▸ Exercise goal
Go through the records below and pull out every line that contains the word "hair". Copy each of those lines in full.

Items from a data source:
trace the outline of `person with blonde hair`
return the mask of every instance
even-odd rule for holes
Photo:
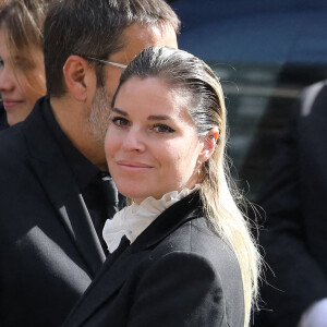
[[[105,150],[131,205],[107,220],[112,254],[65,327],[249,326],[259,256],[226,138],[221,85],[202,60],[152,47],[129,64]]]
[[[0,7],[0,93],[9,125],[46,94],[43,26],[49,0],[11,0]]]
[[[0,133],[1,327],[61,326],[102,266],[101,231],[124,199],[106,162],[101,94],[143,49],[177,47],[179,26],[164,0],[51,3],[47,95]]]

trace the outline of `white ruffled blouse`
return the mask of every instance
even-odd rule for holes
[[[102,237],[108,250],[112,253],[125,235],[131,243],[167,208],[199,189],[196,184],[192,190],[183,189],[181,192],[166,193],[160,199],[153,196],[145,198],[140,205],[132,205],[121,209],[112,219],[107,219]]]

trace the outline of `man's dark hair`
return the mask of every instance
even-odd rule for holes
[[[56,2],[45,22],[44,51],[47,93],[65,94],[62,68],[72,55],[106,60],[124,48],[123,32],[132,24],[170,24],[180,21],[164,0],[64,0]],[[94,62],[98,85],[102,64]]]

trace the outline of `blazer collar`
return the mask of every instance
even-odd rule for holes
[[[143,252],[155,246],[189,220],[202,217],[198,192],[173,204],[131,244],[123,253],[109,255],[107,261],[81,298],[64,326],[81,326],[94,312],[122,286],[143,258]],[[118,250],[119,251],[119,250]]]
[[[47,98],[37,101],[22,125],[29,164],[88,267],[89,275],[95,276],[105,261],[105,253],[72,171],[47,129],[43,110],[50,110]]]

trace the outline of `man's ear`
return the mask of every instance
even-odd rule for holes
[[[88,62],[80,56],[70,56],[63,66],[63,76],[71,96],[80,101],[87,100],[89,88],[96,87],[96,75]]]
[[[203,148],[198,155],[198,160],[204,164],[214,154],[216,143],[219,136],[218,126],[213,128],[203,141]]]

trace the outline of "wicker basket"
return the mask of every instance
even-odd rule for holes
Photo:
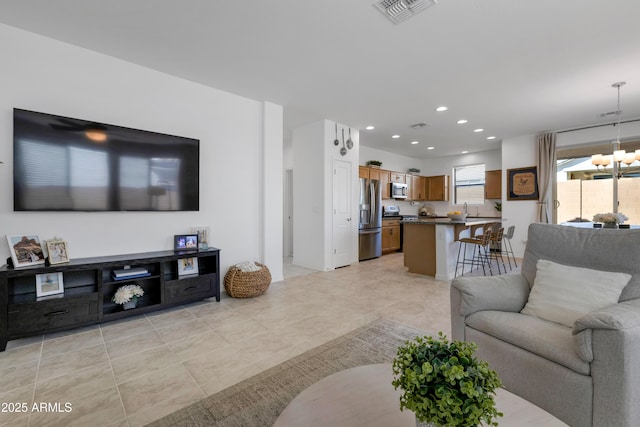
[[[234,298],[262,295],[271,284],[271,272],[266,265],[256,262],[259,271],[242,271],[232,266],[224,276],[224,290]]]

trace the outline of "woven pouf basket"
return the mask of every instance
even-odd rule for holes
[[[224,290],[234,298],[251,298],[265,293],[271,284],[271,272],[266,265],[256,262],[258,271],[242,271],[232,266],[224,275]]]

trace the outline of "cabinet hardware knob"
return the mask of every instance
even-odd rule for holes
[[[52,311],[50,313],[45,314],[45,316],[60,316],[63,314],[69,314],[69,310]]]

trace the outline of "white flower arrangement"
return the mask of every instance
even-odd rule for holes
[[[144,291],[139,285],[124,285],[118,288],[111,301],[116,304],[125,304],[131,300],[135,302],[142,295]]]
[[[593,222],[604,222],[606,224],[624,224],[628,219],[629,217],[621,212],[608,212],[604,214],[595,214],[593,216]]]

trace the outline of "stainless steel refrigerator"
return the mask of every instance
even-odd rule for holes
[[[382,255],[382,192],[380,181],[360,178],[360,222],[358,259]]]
...
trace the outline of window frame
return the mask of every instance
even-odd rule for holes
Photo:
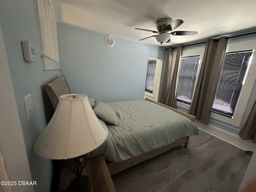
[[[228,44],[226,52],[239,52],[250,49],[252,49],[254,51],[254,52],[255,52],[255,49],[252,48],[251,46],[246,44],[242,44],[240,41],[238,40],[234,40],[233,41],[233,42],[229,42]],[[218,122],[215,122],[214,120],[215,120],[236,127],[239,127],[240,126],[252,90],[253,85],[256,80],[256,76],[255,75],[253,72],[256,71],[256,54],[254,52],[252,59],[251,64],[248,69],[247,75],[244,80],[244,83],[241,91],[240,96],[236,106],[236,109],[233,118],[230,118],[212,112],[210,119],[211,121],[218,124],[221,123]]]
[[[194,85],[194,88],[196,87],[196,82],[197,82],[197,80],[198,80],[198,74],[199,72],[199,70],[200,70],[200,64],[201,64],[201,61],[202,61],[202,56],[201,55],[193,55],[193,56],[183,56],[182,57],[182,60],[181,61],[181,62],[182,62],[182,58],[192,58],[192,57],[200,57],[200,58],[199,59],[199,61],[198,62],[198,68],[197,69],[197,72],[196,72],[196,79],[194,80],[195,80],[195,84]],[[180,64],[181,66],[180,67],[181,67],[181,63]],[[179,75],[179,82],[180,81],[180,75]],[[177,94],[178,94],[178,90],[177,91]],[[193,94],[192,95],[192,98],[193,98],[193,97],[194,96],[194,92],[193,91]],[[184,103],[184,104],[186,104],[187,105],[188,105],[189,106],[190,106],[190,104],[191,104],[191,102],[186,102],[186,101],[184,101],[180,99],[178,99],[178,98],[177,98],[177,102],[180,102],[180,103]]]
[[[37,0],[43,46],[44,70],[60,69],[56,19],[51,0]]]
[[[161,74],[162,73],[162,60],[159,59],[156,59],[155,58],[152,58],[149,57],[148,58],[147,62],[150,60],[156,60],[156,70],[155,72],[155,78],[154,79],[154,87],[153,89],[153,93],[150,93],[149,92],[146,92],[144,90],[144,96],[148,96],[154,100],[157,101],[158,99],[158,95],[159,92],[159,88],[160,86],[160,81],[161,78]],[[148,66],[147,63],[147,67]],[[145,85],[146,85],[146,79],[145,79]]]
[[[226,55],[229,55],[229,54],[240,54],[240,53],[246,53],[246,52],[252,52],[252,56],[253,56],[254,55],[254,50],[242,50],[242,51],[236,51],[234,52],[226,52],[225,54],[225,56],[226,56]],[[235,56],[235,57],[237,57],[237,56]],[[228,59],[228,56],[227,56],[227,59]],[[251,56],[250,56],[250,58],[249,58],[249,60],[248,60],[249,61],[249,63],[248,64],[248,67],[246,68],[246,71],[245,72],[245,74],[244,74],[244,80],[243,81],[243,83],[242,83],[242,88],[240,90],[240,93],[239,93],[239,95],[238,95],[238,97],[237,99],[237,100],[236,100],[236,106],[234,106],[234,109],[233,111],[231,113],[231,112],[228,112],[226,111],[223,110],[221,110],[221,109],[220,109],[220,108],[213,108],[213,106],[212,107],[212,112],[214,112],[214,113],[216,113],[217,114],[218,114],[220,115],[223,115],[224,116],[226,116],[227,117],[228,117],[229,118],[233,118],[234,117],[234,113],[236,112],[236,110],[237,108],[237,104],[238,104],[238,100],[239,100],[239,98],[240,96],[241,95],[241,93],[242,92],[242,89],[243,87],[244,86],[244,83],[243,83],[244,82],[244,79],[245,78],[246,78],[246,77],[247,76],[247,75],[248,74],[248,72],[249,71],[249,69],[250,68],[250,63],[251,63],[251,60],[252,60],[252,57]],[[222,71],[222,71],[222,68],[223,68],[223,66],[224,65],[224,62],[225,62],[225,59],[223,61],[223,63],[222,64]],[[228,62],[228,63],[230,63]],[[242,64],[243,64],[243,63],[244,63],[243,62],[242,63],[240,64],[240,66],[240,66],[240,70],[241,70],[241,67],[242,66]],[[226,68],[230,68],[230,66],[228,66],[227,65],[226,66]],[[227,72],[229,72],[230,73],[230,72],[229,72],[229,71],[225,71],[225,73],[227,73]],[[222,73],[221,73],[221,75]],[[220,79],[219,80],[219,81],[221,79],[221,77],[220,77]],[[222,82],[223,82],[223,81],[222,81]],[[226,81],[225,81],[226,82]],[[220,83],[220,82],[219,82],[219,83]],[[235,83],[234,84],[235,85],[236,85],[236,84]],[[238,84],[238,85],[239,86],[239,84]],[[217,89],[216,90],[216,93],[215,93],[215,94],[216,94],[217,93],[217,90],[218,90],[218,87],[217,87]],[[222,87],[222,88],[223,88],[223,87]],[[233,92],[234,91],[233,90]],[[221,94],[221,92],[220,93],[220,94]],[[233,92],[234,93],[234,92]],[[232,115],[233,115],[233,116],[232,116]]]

▸ Task solution
trace the outline of `person with blonde hair`
trace the outline of `man's dark hair`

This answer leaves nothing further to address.